Table 1 Description of different classification problems

Due to SampEn is superior to ApEn in the training time, we select out two combination strategies to experimental comparison, namely SampEn + SVM and SampEn + ELM. Referring to the experimental results in Fig. 4, we set m = 2 and r = 0.19 for the combination of SampEn and SVM, and set m = 2 and r = 0.17 for the combination of SampEn and ELM. Table 2 shows the classification accuracy for four classification problems by SampEn + SVM and SampEn + ELM approaches in this paper. Based on the results in Table 2, SampEn + ELM achieved higher accuracy values for classification problems 1, 3, and 4, in comparison with SampEn + SVM, while they achieved the similar accuracy in the second classification problem.

Table 2 Comparison of classification accuracy for four classification problems

4.2 Five mental tasks

4.2.1 Data description

In this paper, we used EEG data from Colorado State University recorded by Keirn and Anderson [25] as the experimental data set. The EEG data collected signals from seven participants for five different mental tasks, each of which is 7 rows by 2,500 columns. The 7 rows represent the corresponding seven channels, namely c3, c4, p3, p4, o1, o2, and EOG. Each task is trialed no <5 times, each of which is 10 s. The acquired signal is sampled at a frequency of 250 Hz. Recording of these EEG data was performed with a bank of Grass 7P511 amplifiers whose bandpass analog filters were set at 0.1–100 Hz. Information of five mental tasks in the experiment is shown as Table 3 [26].

■ Work instructions:
1/ In the EEG classification excerpt, at what frequency was the acquired signal sampled?
2/ Continue the EEG classification excerpt from its final sentence.

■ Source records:
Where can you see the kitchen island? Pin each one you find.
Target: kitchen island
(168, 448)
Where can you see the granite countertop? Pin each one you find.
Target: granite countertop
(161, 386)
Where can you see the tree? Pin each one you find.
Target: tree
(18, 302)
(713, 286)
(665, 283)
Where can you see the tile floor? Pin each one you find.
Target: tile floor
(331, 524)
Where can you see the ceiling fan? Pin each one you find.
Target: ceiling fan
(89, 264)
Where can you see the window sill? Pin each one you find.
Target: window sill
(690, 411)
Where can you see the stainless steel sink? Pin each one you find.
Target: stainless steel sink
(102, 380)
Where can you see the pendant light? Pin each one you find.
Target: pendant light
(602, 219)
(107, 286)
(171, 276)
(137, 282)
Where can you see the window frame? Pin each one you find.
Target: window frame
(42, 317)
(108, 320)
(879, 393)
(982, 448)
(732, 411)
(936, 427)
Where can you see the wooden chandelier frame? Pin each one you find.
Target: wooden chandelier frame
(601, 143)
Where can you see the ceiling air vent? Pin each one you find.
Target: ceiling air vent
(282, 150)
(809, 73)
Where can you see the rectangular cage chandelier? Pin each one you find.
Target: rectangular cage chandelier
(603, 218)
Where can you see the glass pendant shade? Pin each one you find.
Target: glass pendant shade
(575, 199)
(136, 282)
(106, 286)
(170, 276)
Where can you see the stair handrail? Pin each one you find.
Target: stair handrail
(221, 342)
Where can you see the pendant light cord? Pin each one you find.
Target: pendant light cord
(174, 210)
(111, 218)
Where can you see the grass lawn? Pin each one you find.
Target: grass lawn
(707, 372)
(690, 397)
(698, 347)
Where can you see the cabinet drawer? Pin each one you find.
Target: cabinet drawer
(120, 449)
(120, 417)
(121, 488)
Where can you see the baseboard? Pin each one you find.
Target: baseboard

...

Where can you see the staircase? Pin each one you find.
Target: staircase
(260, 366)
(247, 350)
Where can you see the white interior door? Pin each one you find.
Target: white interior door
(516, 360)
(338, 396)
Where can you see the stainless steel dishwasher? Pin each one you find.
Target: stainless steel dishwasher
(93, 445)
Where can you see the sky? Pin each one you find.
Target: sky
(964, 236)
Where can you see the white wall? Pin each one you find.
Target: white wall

■ Solved tasks:
1/ 250 Hz.

2/
Table 3 Description of five mental tasks

Before feature extraction, EEG signals are first normalized with zero mean and variance one and then divided into 0.5-s segments with an overlap of 0.25-s segments between adjacent segments. Thus, 39 segments are produced.

4.2.2 Experiment analysis

In this study, we make a comparison for each subject in different combinations of mental tasks. From the view of overall accuracy and training time, we select the combination of SampEn and ELM to perform this experiment. The experiment selects the Daubechies “db2” wavelet function with 5-level decomposition and sets parameters m = 2 and r = 0.17. Tables 4, 5, 6, and 7 show the classification accuracy of 2, 3, 4, and 5 metal tasks, respectively, for each subject.

Table 4 The classification accuracy of two mental tasks for each subject (%)
Table 5 The classification accuracy of three mental tasks for each subject (%)
Table 6 The classification accuracy of four mental tasks for each subject (%)
Table 7 The classification accuracy of five mental tasks for each subject (%)

Tables 4 and 5 show the classification results with the better accuracies of the employed strategy, in the case of the combinations of two and three mental tasks, respectively. However, for the combinations of four mental tasks shown in Table 6, subject 3 achieves the lowest accuracy value 66.05 % in the case of B, C, M, and R mental tasks, and subject 6 also achieves the lowest accuracy value 70.59 % in the case of B, L, M, and R mental tasks. The other subjects remain better classification accuracy for the combinations of four mental tasks. From Table 7, we can see that subject 3 and subject 6 achieve less than 80 % accuracy, while the other subjects perform with over 90 % accuracy. Especially, subject 1 obtains 96.74 % accuracy.

Figure 5 gives an intuitional description of average classification accuracy in different tasks for each subject.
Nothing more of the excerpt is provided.